● DO THIS
Please reproduce every line of the items, starting with the line containing "the church tower." and running through the end of the items, and offset each coordinate in the answers by -114.

● DATASET
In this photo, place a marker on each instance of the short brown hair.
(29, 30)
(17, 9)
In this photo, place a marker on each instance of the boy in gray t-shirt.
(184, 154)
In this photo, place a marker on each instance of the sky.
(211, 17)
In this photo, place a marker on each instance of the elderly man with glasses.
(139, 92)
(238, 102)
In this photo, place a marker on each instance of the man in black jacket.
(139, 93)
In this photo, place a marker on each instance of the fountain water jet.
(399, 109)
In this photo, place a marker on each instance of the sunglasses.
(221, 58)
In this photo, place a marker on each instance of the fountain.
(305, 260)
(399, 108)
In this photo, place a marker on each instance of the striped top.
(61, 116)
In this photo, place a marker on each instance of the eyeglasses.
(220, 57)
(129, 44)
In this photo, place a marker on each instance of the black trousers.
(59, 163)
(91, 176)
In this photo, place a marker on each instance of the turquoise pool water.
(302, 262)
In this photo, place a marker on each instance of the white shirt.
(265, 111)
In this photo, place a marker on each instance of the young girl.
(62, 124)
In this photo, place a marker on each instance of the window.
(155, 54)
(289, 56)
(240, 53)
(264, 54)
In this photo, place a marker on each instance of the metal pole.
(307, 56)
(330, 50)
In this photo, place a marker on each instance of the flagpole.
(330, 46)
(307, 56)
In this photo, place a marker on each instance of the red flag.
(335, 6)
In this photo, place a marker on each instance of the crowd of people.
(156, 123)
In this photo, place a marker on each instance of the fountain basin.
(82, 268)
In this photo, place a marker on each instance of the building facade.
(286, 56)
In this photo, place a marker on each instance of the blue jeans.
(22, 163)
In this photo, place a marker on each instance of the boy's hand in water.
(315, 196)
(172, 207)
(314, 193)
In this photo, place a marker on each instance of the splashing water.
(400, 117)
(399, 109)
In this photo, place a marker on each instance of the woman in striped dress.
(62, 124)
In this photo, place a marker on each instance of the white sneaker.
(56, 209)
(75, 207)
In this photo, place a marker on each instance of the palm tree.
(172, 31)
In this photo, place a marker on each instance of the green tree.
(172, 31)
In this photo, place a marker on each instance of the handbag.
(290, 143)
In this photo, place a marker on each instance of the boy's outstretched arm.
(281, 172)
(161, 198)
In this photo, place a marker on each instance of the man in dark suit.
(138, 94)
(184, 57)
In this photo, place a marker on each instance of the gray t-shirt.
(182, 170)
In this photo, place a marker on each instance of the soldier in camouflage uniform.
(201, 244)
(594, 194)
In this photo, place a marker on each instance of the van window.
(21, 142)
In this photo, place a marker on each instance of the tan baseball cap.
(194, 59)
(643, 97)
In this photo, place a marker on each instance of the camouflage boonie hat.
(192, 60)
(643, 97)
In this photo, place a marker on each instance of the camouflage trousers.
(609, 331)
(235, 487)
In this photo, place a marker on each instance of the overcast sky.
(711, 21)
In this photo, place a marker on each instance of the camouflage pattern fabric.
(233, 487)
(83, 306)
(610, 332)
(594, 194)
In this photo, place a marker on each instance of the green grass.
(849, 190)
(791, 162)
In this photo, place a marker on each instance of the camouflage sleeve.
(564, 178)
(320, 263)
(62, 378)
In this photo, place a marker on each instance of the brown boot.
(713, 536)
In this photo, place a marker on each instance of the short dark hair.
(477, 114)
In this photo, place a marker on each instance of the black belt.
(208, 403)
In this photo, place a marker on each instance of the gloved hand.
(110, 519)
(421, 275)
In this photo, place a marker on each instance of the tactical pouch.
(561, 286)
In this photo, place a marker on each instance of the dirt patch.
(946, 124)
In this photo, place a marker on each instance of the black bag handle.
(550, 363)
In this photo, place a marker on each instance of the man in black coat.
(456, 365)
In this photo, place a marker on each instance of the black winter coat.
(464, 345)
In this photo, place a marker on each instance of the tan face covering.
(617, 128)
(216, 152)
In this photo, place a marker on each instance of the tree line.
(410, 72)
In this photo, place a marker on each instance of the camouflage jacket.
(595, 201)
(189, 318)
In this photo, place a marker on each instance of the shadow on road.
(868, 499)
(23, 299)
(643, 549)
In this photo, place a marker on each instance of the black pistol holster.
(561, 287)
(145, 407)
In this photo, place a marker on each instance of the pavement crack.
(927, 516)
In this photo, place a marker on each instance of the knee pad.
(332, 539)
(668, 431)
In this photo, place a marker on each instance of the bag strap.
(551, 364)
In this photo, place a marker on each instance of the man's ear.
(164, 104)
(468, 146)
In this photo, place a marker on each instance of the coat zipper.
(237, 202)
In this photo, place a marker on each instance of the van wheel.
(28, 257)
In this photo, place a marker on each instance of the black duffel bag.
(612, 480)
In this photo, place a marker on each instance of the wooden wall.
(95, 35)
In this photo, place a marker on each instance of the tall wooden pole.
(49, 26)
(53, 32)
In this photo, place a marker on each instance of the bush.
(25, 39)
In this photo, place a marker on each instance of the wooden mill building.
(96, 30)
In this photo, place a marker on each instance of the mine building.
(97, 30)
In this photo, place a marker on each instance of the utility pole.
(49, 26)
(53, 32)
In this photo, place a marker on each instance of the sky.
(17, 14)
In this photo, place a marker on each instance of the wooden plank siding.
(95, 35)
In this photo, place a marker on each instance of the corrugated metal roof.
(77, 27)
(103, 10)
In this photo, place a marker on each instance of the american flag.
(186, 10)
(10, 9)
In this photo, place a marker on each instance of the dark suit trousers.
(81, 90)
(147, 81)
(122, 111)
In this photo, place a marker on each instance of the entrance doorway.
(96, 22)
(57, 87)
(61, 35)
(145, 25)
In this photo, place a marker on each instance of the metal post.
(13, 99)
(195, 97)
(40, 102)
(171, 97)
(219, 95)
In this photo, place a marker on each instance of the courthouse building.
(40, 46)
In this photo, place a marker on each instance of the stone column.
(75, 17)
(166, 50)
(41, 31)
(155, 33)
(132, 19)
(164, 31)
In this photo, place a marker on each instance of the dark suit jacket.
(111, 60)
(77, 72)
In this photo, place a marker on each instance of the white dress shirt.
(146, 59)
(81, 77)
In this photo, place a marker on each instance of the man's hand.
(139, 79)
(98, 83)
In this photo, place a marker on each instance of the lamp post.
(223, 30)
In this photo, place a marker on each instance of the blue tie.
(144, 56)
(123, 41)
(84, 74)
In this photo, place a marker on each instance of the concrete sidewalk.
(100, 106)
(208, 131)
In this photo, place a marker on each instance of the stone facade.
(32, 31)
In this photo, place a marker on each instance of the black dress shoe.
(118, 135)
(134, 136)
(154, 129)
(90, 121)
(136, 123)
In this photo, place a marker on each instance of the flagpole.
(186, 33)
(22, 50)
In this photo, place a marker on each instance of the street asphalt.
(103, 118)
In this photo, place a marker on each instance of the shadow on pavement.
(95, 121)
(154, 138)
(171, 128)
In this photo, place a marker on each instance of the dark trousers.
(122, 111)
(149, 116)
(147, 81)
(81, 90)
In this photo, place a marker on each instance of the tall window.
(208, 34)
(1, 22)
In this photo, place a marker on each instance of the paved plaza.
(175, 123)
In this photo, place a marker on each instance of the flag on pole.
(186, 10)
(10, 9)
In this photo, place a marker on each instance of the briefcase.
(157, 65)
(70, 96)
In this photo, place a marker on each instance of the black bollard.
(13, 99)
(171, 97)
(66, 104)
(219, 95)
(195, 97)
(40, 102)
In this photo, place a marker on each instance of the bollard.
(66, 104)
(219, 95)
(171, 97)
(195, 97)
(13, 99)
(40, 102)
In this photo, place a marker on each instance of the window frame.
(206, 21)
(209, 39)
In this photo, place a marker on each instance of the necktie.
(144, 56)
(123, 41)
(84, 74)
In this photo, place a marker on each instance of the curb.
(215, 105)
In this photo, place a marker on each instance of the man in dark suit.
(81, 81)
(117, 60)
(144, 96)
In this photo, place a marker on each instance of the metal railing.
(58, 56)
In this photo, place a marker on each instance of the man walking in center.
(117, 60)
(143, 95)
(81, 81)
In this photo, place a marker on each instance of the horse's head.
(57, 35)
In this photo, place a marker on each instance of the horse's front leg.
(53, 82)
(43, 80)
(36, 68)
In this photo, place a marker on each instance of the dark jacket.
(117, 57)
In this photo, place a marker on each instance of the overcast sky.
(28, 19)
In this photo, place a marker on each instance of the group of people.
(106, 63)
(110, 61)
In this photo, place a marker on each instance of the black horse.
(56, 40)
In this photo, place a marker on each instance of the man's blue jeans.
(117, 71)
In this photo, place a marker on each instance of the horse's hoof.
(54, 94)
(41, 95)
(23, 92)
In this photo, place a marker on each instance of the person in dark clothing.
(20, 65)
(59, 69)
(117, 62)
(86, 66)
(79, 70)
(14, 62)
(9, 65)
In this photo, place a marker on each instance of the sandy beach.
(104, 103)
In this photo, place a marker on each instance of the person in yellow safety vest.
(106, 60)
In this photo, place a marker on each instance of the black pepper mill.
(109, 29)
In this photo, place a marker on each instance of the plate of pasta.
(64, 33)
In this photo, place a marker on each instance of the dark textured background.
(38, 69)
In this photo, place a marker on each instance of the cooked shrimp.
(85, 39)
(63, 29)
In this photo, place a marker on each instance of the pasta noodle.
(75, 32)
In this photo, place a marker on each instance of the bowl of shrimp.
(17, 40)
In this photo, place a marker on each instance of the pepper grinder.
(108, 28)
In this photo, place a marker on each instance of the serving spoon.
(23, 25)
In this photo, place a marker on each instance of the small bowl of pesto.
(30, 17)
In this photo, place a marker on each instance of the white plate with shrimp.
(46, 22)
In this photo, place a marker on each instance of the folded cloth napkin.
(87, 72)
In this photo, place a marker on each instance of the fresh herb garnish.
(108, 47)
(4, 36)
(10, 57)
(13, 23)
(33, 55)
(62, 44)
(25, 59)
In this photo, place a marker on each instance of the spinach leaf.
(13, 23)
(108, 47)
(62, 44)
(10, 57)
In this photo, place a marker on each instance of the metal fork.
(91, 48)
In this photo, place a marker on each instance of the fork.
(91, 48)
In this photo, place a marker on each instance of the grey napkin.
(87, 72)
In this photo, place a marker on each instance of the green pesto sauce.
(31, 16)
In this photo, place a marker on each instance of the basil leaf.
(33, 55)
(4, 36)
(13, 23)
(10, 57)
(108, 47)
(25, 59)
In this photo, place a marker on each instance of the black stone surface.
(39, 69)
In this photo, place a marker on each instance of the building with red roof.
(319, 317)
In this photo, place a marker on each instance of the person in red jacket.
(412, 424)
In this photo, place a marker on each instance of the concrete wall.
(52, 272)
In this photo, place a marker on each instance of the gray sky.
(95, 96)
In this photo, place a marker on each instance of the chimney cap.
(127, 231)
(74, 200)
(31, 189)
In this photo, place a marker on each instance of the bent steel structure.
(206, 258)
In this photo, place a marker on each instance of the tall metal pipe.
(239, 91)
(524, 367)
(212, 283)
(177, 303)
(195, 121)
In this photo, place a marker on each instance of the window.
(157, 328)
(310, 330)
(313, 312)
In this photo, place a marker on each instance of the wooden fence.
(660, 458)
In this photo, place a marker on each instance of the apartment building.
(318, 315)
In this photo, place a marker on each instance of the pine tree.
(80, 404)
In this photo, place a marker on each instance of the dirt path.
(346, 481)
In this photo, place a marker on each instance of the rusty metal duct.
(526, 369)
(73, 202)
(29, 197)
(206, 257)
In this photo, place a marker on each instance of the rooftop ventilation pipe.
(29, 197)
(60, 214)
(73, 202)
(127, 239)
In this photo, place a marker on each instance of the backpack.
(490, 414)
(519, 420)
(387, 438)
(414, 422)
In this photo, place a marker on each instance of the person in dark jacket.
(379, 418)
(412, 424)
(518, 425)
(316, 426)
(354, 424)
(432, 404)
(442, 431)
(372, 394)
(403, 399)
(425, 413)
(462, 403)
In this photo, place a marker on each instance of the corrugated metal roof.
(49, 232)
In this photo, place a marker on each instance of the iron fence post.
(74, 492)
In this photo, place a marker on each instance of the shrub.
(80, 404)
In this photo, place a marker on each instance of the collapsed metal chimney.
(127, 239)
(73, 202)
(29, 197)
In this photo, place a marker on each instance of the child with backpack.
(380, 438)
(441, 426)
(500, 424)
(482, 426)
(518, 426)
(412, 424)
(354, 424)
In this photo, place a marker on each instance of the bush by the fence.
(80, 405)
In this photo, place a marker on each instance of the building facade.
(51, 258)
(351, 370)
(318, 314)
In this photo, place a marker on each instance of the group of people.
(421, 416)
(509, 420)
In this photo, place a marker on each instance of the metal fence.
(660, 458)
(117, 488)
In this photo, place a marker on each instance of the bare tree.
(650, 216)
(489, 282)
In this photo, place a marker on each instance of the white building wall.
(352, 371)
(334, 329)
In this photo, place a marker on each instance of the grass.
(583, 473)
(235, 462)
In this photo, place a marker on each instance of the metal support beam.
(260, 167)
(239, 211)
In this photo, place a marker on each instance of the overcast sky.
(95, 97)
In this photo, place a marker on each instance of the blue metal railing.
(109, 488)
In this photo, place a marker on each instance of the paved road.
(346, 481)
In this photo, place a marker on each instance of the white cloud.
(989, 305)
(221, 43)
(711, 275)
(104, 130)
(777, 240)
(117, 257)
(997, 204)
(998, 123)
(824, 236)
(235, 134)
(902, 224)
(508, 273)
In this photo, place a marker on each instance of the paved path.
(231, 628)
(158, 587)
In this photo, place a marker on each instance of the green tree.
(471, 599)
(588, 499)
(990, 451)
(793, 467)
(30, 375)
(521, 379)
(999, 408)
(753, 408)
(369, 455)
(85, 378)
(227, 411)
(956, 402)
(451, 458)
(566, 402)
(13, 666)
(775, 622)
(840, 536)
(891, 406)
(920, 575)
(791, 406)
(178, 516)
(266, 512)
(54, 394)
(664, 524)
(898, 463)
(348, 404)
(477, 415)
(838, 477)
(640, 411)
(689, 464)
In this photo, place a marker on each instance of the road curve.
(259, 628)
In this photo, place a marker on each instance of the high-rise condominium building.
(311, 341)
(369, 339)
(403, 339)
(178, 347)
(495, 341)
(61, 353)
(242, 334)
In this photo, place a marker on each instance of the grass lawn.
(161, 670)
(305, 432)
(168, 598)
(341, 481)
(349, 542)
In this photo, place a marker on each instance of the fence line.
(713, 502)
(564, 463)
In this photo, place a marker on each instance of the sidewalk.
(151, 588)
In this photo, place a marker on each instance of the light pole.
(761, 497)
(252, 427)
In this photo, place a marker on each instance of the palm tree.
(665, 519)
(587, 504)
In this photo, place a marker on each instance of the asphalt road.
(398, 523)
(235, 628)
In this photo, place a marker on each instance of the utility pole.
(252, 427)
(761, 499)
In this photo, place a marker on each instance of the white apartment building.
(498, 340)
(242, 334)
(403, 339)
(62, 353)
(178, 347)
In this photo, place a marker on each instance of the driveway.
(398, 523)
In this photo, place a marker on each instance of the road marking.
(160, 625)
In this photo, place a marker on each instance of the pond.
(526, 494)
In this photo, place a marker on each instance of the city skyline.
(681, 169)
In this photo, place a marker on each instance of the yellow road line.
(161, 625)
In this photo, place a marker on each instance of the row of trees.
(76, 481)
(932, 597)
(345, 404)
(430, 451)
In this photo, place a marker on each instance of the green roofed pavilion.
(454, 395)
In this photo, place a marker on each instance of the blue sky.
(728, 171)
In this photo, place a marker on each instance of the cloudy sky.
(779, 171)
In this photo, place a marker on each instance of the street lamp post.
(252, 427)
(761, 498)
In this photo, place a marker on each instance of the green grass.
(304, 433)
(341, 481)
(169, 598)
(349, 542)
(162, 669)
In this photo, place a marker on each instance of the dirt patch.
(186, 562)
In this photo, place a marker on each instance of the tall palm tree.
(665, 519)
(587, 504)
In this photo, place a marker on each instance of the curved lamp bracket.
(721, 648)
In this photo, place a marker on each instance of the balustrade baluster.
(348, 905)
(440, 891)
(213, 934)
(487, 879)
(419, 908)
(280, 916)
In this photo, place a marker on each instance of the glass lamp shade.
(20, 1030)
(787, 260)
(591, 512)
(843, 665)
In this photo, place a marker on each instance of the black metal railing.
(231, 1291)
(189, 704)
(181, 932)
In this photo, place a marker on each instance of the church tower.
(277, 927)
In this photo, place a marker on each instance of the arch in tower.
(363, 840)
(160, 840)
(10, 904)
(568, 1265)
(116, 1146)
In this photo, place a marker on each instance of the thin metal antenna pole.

● RESULT OF THIS TASK
In this photo, place a marker on each instance of the church tower.
(163, 813)
In this photo, place a marker on each instance of the arch in tower.
(249, 726)
(46, 726)
(-104, 790)
(454, 1151)
(2, 1032)
In this photo, place a marker on each instance of the thin metal antenna pole.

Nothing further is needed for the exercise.